Task details: In the page text about searching for a game idea, what example does the writer give of something good happening in a dream?
-- Start of Page text --
Another idea I'm haunted by is the stroke of genius, the feeling that there is a wholly unique approach to games that is waiting out there to be happened upon, some utterly elegant, appealing idea, that is just out of reach. I get so excited about looking for it sometimes, but so far I've come up empty.
On a few occaisions, I've had the experience where I'm sleeping, and in my dreams something really good will happen, maybe I'll come into some great sum of money. And while I'm still dreaming, it occurs to me in this vague way that I can't "keep" the money, that its not real. I'm filled this vague, deep sense of loss that I suspect can only be felt by the sleeping mind, my dream's existential crisis, I suppose. And after that flash of recognition, fevered dream logic frantically bargains with reality, thinking there must be some way, and then the whole thing folds in on itself and I wake up, always a tiny bit disappointed that my boon didn't find its way through with me. Its sort of like that when I think way outside convention, looking for that overlooked gem of an idea: this excitement, and then sense of something slipping through my fingers.
-- End of Page text --
-- Start of Dataset rows --
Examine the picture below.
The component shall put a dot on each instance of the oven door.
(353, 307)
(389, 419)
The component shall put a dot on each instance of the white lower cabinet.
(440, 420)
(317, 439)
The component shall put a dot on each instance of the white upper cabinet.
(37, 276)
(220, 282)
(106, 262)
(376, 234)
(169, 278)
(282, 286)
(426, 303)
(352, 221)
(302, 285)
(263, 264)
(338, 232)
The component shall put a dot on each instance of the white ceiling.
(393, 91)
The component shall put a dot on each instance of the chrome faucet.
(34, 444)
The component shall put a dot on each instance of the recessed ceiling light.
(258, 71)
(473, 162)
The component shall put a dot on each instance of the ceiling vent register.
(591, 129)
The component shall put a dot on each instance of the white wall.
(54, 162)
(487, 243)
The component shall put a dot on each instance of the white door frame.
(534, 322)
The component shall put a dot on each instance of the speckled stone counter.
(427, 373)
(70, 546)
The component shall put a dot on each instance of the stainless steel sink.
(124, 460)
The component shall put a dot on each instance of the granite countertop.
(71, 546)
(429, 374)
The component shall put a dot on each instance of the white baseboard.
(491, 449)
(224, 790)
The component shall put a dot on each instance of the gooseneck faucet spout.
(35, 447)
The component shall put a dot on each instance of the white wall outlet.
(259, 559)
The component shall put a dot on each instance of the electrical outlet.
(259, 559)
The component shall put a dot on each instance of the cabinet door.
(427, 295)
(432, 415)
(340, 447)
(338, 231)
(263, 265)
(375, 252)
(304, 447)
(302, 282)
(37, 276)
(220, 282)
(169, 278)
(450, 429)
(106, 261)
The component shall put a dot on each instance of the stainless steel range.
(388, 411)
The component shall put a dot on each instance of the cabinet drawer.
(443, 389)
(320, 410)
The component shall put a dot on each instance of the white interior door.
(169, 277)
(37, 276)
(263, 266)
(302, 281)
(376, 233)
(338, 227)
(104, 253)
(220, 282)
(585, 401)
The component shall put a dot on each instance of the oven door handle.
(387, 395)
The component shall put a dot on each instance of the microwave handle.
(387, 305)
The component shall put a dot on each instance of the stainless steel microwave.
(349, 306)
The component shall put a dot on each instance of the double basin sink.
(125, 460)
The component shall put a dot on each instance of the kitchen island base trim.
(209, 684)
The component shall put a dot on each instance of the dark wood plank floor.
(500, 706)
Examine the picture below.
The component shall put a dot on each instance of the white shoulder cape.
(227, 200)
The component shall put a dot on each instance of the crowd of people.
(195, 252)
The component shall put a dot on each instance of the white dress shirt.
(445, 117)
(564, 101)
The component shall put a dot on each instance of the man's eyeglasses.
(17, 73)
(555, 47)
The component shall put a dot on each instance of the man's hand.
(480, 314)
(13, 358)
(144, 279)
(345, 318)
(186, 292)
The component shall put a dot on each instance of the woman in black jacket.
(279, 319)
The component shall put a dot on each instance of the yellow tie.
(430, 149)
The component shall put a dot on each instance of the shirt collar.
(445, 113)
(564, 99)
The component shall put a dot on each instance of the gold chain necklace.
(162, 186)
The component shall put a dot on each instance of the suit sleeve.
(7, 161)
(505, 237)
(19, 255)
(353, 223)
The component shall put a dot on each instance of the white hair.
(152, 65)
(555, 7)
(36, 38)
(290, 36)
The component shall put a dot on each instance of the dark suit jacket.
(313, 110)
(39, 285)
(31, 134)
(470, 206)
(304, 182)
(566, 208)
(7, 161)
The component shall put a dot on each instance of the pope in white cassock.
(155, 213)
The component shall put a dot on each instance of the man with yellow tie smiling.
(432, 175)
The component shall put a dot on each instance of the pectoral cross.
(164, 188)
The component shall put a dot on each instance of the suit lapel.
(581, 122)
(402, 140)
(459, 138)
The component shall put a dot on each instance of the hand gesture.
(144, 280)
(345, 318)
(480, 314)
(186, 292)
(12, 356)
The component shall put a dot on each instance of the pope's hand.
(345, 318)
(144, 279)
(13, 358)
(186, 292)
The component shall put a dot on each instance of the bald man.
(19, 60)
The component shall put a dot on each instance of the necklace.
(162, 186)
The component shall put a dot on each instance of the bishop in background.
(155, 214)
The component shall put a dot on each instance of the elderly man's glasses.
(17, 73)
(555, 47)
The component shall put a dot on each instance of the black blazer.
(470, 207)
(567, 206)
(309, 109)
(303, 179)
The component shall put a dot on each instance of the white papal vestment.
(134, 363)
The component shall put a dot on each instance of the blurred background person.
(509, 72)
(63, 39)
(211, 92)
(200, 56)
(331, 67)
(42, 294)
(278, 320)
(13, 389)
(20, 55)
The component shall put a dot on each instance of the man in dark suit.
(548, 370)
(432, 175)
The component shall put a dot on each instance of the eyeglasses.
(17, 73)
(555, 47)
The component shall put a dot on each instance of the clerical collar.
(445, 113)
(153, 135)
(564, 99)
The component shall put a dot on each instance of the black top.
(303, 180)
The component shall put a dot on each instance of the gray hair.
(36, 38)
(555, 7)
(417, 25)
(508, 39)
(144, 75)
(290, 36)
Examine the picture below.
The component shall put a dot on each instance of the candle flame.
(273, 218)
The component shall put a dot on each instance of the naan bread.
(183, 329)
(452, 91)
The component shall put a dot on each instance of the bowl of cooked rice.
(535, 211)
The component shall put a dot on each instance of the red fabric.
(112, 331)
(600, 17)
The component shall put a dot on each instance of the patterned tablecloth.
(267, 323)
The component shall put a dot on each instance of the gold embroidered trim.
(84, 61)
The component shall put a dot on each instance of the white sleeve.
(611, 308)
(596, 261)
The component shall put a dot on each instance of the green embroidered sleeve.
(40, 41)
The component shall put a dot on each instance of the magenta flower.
-- End of Dataset rows --
Full response: Coming into some great sum of money.